» Task 1
According to the Persona games review, who greets you as hostess in the Velvet Room?

» Passage to read
— start —

Have you ever got to the end of a game and wished you were still inside it? Of course, you have. We’ve all wanted to grab a drink with Cloud and Tifa at Seventh Heaven; you’ve no doubt wanted to stroll the streets of Hyrule with your favourite Zelda character. It’s only natural to want to stay in the worlds you’ve grown to love.
Fortunately for Persona fans, this is fairly easy to do. Persona 3 Dancing in Moonlight (P3D) and Persona 5 Dancing in Starlight (P5D) are the two latest sequels that will keep you anchored to the franchise by your heartstrings. However, they are very much the same game — their premise and release dates are identical and they lack an overarching plot — so for the sake of ease, their reviews are going to be rolled into one, with the major differences pointed out along the way.
The Persona games, for those who have not had the pleasure, all follow the same vague idea: you’re a Japanese high schooler who, through one twist or another, winds up in the Velvet Room. Igor, your mentor, binds you in a special contract and offers support throughout your time in the game. Something supernatural invariably happens — in Persona 3 (P3), a horrible experiment creates the Dark Hour: a period of time between one day and the next when Shadows (monsters) prey on the minds of those who are awake. In Persona 5 (P5), you become a Phantom Thief and are granted access to the hearts of evil people: you fight through the Shadows and work your way towards the person’s Treasure (a manifestation of their warped desires) , which you steal in order to reform them. Your party members in each game are a rag-tag group of people who have access to these special worlds. You’ve all faced your own problems and accepted the masks you wear to face the outside world — that is your Persona, and you are a stronger, better person for having one. However, unlike your party members, you alone can wield multiple Personas. It is this strength of heart that gains your unique access to the Velvet Room — a space between mind and matter, dream and reality. This is where Igor helps you prepare for the calamity that is about to befall the world. This is your safe place.
So it is with great delight that you wake up in P3D/P5D in the Velvet Room with your party members in tow. You are greeted by your hostess(es), Elle-P or The Twins, depending on the game, and your party has a mini-freakout as they wonder what the hell is going on. The conversations here are the same but different — Club Velvet, as the room has become, exists for one night only, letting you dance to your heart’s content as some much-deserved R&R. Fortunately, when you wake up in the main game, all of your memories of Club Velvet will be erased, and you will have just had an excellent night’s sleep. Interestingly, the Velvet Room’s decor differs from game to game, as it is a metaphysical manifestation of the main character’s heart. In P3D/P5D you all share the same Club Velvet, irrespective of the game, which makes sense given how many people you’ve brought with you.

— end —

» Task 2
Tally the lines in the entries that contain the string "winding", matching case exactly, and reply with only the number.

» Extracted data
— start —

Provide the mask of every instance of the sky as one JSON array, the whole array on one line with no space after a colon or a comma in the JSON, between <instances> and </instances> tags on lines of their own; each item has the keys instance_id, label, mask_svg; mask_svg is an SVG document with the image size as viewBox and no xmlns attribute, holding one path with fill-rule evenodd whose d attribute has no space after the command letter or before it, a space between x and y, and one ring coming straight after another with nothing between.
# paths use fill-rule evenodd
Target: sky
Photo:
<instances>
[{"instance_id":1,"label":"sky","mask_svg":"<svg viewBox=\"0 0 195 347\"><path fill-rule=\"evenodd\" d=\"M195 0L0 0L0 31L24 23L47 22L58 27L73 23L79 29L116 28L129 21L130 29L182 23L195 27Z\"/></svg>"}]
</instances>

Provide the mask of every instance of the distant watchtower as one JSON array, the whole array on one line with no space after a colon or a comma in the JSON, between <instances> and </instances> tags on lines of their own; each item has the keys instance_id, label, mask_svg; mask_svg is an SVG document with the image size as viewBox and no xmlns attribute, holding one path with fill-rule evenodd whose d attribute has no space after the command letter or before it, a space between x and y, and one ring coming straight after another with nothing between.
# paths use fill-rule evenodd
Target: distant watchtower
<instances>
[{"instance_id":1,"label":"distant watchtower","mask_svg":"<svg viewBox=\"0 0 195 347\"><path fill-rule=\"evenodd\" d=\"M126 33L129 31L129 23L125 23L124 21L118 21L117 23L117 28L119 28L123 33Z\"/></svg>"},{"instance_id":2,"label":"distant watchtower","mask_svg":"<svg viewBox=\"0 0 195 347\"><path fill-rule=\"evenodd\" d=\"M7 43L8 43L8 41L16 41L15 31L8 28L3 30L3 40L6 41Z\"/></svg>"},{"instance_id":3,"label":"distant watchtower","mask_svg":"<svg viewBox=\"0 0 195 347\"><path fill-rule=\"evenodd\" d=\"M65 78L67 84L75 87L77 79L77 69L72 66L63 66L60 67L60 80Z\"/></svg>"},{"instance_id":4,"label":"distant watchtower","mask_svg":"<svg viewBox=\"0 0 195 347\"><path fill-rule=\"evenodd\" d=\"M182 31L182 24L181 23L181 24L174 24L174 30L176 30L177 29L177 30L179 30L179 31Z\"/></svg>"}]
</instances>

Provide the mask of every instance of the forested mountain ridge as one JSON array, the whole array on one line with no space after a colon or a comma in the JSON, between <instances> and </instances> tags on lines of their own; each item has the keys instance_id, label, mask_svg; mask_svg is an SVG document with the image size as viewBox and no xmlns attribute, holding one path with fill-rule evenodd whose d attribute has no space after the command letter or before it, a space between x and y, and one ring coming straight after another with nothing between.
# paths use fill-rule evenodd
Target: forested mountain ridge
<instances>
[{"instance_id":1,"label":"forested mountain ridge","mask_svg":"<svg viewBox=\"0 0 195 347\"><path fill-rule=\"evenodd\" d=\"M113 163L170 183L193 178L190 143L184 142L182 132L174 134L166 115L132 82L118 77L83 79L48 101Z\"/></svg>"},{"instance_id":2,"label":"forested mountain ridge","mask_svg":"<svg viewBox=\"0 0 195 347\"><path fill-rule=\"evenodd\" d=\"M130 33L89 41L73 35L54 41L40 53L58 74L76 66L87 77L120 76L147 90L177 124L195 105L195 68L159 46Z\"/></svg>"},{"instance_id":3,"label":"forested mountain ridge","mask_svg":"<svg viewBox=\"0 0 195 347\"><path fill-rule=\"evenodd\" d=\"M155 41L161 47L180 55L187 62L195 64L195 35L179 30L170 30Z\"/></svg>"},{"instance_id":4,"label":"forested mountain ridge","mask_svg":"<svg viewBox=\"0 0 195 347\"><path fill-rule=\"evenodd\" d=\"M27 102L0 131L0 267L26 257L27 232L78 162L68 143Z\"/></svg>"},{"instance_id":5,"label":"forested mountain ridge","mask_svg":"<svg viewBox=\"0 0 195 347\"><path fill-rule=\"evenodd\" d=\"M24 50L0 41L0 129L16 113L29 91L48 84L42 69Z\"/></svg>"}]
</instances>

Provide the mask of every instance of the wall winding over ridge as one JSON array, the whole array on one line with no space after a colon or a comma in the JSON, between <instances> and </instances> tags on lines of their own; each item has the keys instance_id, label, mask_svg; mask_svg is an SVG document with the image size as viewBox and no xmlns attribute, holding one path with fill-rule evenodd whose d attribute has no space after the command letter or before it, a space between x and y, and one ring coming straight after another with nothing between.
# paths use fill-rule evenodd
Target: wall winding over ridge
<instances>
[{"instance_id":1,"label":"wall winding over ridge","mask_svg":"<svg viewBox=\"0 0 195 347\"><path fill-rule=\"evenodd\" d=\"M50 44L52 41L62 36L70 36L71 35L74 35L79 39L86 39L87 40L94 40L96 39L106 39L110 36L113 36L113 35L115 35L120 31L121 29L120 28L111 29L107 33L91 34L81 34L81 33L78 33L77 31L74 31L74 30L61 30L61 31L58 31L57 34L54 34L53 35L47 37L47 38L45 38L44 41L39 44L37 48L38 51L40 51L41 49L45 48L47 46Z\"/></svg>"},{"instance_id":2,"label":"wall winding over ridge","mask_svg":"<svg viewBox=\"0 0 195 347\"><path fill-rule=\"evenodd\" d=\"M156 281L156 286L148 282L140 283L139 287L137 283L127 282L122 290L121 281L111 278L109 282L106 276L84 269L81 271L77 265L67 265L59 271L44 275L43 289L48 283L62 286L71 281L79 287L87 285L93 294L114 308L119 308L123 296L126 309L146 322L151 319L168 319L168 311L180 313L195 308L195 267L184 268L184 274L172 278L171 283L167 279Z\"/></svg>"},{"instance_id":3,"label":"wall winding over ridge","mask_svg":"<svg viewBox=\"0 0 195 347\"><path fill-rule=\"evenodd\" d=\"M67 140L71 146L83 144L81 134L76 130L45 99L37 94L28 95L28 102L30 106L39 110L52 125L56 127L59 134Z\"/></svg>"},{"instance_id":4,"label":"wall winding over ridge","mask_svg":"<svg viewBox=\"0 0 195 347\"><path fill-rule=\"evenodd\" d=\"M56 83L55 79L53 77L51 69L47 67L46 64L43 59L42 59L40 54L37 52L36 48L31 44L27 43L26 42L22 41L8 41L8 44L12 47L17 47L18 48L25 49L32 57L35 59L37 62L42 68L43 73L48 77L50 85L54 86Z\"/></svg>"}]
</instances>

— end —

» Output 1
Elle-P or The Twins, depending on the game.

» Output 2
3